Фрагмент документа »
Литвек - электронная библиотека >> Елена Андреевна Штакеншнейдер >> Биографии и Мемуары >> Дневник и записки (1854–1886)

Елена Андреевна Штакеншнейдер Дневник и записки (1854–1886)

Елена Андреевна Штакеншнейдер и ее дневник

Мне бы хотелось, чтобы через много, много лет, если уцелеют эти страницы, в них бы живо и верно отражалось нынешнее время, нынешняя борьба новых начал со старыми.

Е. Штакеншнейдер.
Дневник и записки (1854–1886). Иллюстрация № 1 Елена Андреевна Штакеншнейдер (1836–1897).


«Горбунья с умным лицом», — сказал о ней Гончаров. «На костылях и с больными ногами, — умная, добрая и приветливая», — описывает ее В. Микулич. Сознание своего убожества определяло для Елены Андреевны образ жизни и основные интересы. «Мне многое не позволено, что идет к другим, — писала восемнадцатилетняя девушка, — не могу ни танцевать, ни наряжаться, ни кокетничать». Зато она «страшно много», по ее словам, читает. Ей трудно двигаться, но она умеет слушать и наблюдать. А слушать ей было что. Родилась Елена Андреевна в 1836 году; следовательно, ее молодость совпала с эпохой общественного подъема второй половины 50-х и начала 60-х годов.

Что нужно сделать »
[1] Ответьте по тексту о дневнике Е. А. Штакеншнейдер на вопросы:
(a) В каком году родилась Елена Андреевна?
(b) Кто назвал ее «горбуньей с умным лицом»?
(c) Какие годы указаны в названии дневника?
[2] Назовите число строк в записях, где встречается строка «peach», с учетом регистра. В ответе укажите только число.

Записи о расположении объектов на изображениях
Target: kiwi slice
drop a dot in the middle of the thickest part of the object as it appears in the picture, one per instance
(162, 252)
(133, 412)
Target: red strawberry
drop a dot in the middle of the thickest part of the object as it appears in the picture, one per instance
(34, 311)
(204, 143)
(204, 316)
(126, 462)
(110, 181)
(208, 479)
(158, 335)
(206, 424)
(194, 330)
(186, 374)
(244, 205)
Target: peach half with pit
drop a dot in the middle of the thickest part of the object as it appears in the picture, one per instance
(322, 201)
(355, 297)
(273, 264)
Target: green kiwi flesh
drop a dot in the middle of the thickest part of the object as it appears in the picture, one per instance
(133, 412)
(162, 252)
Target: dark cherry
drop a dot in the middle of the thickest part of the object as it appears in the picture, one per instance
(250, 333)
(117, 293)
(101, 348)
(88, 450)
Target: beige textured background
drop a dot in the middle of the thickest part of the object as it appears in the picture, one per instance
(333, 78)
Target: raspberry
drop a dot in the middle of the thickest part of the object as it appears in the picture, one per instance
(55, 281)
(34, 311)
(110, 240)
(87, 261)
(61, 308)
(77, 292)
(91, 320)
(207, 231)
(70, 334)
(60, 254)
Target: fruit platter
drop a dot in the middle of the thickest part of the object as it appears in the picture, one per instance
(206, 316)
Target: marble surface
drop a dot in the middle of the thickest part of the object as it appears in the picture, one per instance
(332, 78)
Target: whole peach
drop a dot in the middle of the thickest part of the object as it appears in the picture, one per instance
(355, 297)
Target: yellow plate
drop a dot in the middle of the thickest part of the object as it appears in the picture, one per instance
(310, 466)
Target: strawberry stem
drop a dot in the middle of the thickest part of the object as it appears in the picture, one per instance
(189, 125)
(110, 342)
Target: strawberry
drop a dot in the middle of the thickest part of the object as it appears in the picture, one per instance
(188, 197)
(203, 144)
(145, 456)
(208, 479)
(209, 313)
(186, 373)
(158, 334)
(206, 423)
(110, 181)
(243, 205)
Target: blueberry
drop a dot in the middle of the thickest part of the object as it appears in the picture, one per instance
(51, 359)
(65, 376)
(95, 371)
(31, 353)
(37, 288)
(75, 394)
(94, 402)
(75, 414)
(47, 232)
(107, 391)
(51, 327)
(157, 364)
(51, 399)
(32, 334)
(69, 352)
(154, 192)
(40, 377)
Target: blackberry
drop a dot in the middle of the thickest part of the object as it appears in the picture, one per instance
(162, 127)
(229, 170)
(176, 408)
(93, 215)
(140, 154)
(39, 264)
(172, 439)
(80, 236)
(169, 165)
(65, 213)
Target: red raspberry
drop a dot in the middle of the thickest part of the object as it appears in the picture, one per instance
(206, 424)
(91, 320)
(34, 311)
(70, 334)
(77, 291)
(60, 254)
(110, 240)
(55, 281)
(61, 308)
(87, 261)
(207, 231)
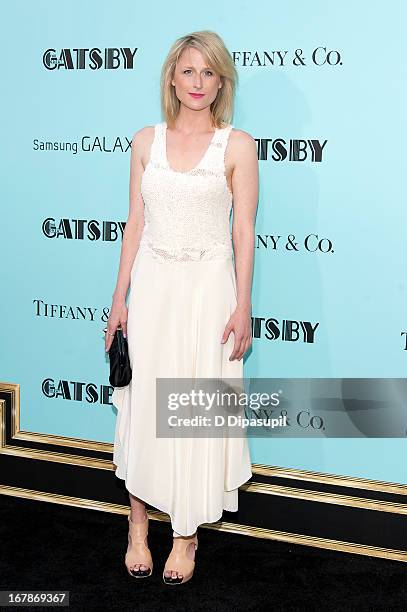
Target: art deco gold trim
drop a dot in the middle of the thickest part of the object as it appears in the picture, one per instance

Ответы по порядку »
[1]
(a) В 1836 году.
(b) Гончаров.
(c) 1854–1886.

[2] 2